Starting at the first line of the data below, repeat each line word for word up to and including the line with "put a marker on the shoreline".

┄┄┄┄┄┄┄┄┄┄┄┄┄┄┄┄┄┄┄┄

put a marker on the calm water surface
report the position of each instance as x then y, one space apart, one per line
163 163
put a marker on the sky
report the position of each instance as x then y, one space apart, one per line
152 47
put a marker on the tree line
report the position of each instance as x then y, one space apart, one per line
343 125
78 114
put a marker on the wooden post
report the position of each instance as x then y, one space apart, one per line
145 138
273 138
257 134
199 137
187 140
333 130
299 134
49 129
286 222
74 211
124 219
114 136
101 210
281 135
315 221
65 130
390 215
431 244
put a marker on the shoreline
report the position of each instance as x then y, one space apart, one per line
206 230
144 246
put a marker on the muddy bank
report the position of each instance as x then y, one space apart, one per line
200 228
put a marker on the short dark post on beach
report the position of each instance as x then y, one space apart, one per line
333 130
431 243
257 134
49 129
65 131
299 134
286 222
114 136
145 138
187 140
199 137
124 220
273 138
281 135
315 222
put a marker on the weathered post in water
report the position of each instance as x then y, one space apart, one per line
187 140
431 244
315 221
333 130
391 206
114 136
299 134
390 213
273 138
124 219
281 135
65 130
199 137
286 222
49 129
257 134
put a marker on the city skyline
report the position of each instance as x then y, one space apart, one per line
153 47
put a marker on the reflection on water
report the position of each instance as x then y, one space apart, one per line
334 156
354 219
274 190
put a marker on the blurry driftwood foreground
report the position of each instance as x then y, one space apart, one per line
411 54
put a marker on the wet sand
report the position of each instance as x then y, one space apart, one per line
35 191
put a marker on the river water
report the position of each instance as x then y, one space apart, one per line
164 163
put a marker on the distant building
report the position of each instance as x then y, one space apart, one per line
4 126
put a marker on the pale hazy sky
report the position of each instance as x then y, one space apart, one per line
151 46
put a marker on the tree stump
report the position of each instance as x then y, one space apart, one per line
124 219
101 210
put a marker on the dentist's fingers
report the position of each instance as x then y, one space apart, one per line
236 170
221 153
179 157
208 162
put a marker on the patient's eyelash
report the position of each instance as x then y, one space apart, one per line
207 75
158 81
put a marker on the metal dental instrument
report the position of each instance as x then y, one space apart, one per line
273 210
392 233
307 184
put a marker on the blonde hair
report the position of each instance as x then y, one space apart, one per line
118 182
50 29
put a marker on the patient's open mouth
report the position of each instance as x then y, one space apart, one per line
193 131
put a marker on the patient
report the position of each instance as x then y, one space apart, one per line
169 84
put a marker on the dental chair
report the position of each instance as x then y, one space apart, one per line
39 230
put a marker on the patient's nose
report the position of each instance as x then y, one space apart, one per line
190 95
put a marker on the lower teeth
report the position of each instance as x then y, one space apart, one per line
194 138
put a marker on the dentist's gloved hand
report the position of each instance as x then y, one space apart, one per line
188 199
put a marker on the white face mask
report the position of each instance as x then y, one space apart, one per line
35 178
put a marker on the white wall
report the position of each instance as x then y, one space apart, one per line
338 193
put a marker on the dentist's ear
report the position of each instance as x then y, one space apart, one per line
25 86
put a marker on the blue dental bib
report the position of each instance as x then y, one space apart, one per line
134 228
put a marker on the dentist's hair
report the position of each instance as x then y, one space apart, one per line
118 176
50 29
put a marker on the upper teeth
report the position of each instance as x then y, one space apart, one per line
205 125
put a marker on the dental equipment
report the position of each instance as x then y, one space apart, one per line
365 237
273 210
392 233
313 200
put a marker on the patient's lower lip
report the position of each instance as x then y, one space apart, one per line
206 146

┄┄┄┄┄┄┄┄┄┄┄┄┄┄┄┄┄┄┄┄

▸ Answer to the exercise
put a marker on the calm water surface
report the position of each instance as x then y, one space apart, one per line
163 163
put a marker on the sky
report the position of each instance as x then y, one space apart, one per line
152 47
put a marker on the tree line
report the position of each instance as x then y, one space apart, one per line
343 125
78 114
put a marker on the wooden post
report the position of each instance as x then y, one space apart, one per line
145 138
273 138
257 134
199 137
187 140
333 130
299 134
49 129
286 222
74 211
124 219
114 136
101 210
281 135
315 221
65 130
390 215
431 244
put a marker on the shoreline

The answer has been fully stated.